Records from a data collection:
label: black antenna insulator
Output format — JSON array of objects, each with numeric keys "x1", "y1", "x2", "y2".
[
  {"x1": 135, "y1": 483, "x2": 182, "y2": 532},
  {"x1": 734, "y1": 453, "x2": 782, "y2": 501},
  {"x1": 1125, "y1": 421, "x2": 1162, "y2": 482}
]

Assignment.
Every entry must appear in the answer, reproduced exactly.

Answer to this exercise.
label: black antenna insulator
Output format — JSON array of objects, each with numeric keys "x1", "y1", "x2", "y2".
[
  {"x1": 135, "y1": 483, "x2": 182, "y2": 532},
  {"x1": 734, "y1": 453, "x2": 782, "y2": 501},
  {"x1": 1125, "y1": 421, "x2": 1162, "y2": 482}
]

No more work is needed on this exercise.